===== TESTO FORNITO

Provato su Meta Quest 2

Che belli i giochi che fanno ridere, quelli con un senso dell’umorismo vero, quelli che non fanno solo sogghignare, ma ridere di gusto.

Quando si studia storytelling una delle prime cose che ti insegnano è che la commedia si genera quando un personaggio ha un obiettivo ma è male attrezzato per raggiungerlo. E quale migliore premessa quindi, per un gioco comedy, di una ragazza che deve affrontare la vita con delle mazze da baseball al posto delle mani? Che si tratti di lavarvi i denti al mattino e versare dei cereali nel latte, o lavorare in un fast food o allevare gli animali della fattoria di famiglia, ogni missione di What the Bat? – il nuovo gioco di Triband (creatori di What the Golf?) – diventa esilarante e rocambolesca.

Ma cosa ha da offrire What the Bat? al di là di un ottimo espediente comico?

What the Bat?, nel quale controllate un personaggio che ha delle mazze da baseball al posto delle mani, è tecnicamente un puzzle game, anche se il focus è posto non tanto sul trovare soluzioni creative a enigmi complessi quanto sul divertirsi il più possibile nell’esecuzione di azioni apparentemente semplici. 

Dico “apparentemente” perché sono molti gli elementi che Triband ha inserito per complicarvi la vita, dalle mazze che sono un po’ appiccicose ma non abbastanza da afferrare gli oggetti, al motore fisico che si comporta in modo imprevedibile, al ribaltamento di meccaniche prestabilite. Il tutto contribuisce a rendere What the Bat? un’esperienza sempre sorprendente, che non richiede grande abilità da parte del giocatore, ma che invita piuttosto a godersi l’atmosfera giocosa e spensierata e a concentrarsi più sulle gag comiche che sulle sfide offerte dal gameplay.

La struttura narrativa è semplice ma efficace. Seguiamo il viaggio della protagonista dall’infanzia all’età adulta, navigando la sua routine quotidiana e le sue avventure, che diventano progressivamente sempre più assurde man mano che passano gli anni. Si inizia versando dei cereali in una tazza di latte e presto ci si ritrova a servire caffelatte a dei gattini, a difendere le opere d’arte di un museo da dei gabbiani molesti e ad accendere un falò su un’isola deserta. 

Il racconto serve principalmente da cornice per una serie di gag slapstick, ma verso la fine guadagna una profondità inaspettata, con una conclusione sfacciatamente sentimentale che difficilmente lascerà indifferenti.

Sarò sincero: mi sono innamorato di What the Bat? nell’esatto istante in cui mi sono trovato davanti il mondo di gioco, con i suoi colori, il suo design minimale, pulito e aggressivamente gradevole e i suoi personaggi ultra-stilizzati, animati con una manciata di frame al secondo ma con una vagonata di grazia.

==========
===== MATERIALE

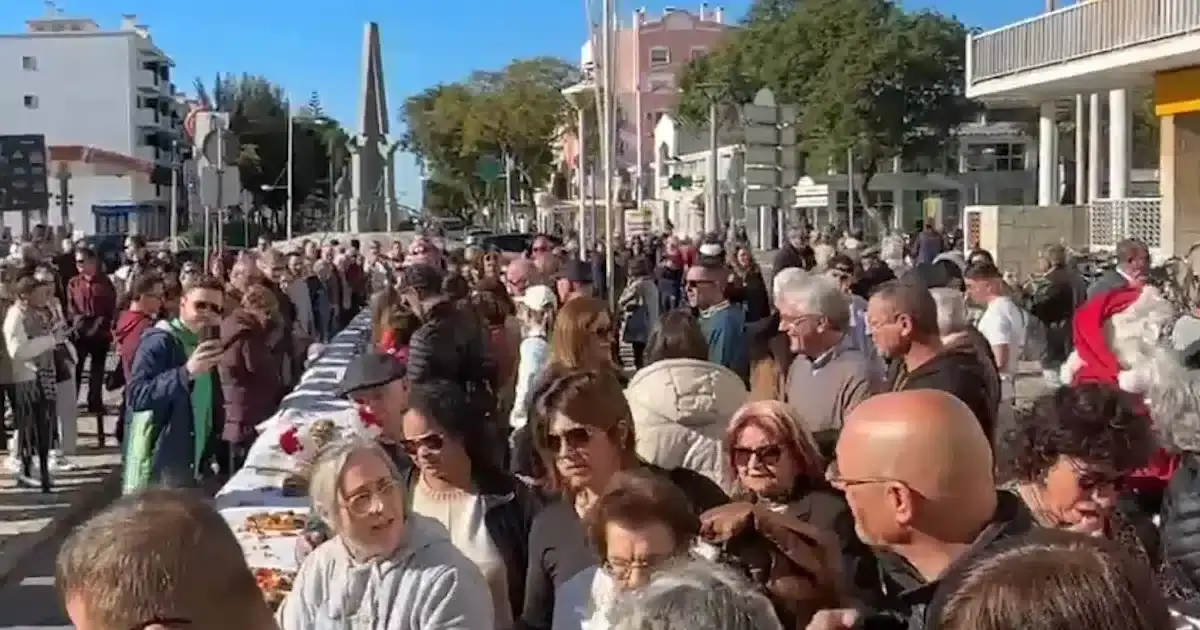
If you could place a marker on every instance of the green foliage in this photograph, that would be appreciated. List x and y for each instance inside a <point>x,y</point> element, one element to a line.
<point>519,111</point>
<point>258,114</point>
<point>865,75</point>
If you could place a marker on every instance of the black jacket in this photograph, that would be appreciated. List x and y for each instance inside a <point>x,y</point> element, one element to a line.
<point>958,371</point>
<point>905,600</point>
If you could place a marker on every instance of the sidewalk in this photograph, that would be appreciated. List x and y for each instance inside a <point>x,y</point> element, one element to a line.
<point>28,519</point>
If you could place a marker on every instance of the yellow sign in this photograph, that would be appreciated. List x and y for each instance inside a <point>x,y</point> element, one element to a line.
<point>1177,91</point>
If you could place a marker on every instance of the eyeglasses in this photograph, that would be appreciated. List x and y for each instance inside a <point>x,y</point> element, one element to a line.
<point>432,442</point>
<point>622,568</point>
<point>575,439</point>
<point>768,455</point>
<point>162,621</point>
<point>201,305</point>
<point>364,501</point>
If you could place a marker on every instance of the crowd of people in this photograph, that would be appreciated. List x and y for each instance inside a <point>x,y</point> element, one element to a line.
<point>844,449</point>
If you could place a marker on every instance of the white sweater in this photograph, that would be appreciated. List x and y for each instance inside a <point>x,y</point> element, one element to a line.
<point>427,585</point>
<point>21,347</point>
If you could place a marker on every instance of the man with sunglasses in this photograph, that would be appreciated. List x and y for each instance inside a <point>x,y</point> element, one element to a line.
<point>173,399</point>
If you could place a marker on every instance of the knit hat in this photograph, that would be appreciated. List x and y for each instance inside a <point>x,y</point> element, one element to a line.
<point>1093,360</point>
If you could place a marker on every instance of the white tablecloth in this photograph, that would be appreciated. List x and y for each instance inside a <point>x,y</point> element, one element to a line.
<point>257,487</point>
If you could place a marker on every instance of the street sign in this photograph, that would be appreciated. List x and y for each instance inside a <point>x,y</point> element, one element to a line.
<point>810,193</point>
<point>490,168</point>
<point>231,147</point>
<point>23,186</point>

==========
===== MATERIALE

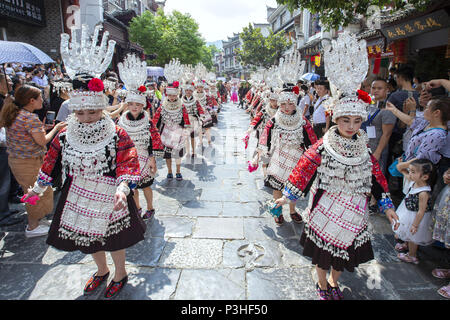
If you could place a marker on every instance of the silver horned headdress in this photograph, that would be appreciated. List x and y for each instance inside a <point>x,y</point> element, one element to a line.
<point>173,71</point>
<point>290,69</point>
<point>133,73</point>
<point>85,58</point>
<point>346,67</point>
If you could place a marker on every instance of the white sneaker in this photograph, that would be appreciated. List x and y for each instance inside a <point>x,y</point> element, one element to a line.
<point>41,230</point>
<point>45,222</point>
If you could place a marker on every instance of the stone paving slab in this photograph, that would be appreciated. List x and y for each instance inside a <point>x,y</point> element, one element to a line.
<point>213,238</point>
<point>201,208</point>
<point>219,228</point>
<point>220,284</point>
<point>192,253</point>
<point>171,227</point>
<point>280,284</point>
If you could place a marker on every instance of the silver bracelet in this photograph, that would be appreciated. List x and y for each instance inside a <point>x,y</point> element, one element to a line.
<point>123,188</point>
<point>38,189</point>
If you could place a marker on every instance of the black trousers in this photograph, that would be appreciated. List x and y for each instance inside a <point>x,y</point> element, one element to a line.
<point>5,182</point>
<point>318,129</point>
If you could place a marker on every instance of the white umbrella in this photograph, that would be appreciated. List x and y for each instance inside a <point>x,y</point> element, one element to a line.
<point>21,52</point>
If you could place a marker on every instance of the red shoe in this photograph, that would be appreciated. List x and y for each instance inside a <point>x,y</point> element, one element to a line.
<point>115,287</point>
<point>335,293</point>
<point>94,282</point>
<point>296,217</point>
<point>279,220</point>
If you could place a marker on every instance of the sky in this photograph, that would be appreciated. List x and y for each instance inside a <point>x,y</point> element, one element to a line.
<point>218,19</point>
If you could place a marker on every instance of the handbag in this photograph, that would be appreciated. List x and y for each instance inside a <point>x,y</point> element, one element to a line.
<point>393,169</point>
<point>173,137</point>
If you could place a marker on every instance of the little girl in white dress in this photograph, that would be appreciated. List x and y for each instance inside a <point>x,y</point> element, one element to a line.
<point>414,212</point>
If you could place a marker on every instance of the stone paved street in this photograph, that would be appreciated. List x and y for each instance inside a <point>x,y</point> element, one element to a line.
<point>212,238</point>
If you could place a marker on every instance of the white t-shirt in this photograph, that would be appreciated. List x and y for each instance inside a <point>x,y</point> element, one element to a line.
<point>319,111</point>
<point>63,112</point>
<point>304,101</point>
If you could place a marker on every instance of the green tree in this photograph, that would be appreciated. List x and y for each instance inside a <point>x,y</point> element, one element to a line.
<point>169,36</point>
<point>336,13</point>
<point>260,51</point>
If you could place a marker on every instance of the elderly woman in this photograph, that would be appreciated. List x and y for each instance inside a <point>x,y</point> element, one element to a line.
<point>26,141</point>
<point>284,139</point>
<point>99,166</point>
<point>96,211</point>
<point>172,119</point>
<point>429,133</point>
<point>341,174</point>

==========

▸ ESERCIZI:
1 – Come si traduce in inglese questa frase della recensione del videogioco: «Il racconto serve principalmente da cornice per una serie di gag slapstick, ma verso la fine guadagna una profondità inaspettata, con una conclusione sfacciatamente sentimentale che difficilmente lascerà indifferenti.»?
2 – Puoi riprendere la recensione del videogioco e proseguirla dopo la sua ultima frase?

▸ LE RISPOSTE:
1 – The story serves mainly as a frame for a series of slapstick gags, but toward the end it gains an unexpected depth, with a shamelessly sentimental ending that will hardly leave anyone indifferent.

2 –
Da un punto di vista estetico il gioco è curato fin nei minimi dettagli ed è realizzato con gusto e consapevolezza, a partire già dal menu, con i suoi eleganti diorami che rappresentano i numerosi livelli, fino ad arrivare alla colonna sonora, eclettica ed esuberante.

Non è nulla di straordinariamente originale, e in effetti ricorda – oltre ovviamente al sopracitato What the Golf? degli stessi Triband – quella corrente di giochi indie dai colori pastello come Untitled Goose Game e Donut County. Ma l’impatto estetico è talmente piacevole che l’originalità passa inevitabilmente in secondo piano.

La cosa più impressionante di What the Bat? rimane però la quantità di idee che Triband è riuscita ad accumulare e snocciolare nel corso delle circa tre ore di gioco. La maggior parte delle cento e più missioni presenta almeno un’idea nuova, che sia una meccanica nuova nel gameplay o un nuovo meccanismo comico poco importa. Con le mazze che danno il titolo al gioco vi troverete colpire palline (ovviamente), maneggiare oggetti, manovrare joystick, spingere bottoni, attivare leve, far passare corrente elettrica. A volte si trasformeranno in tavole di legno, o in bastoni da selfie, o canne da pesca. E i puzzle giocano spesso sulle aspettative del giocatore, sovvertendole e manipolandole, cambiando in corsa le regole alla ricerca della punchline più inattesa.

Non tutto funziona alla perfezione. Alcune missioni richiedono una precisione e una velocità di esecuzione che cozzano con i sistemi di gioco, e finiscono col risultare inutilmente frustranti. Altre invece hanno una durata talmente irrisoria che sembrano essere state inserite solo per aumentare il conteggio delle missioni nel materiale promozionale. “Più di cento” in effetti suona meglio che ottantatré o cose del genere.

What the Bat? sembra anche soffrire in un certo senso di disturbo dell’attenzione. Alcune delle “nuove idee” che il gioco presenta a un ritmo forsennato si allontanano un po’ troppo dalla premessa, tanto che il fatto di affrontarle con delle mazze da baseball non fa poi tutta questa differenza. Giocare a una versione Space Invaders con gabbiani e paperelle colpendo i pulsanti con le nostre mazze rientra nelle logiche a cui il gioco ci ha abituati, ma quando la prospettiva cambia e veniamo catapultati all’interno del cabinato ci troviamo semplicemente a sparare con delle pistole laser – non proprio in linea con il resto del gameplay. Si ha l’impressione che nessuna idea sia stata scartata, neanche quelle che esulavano dal concept di partenza.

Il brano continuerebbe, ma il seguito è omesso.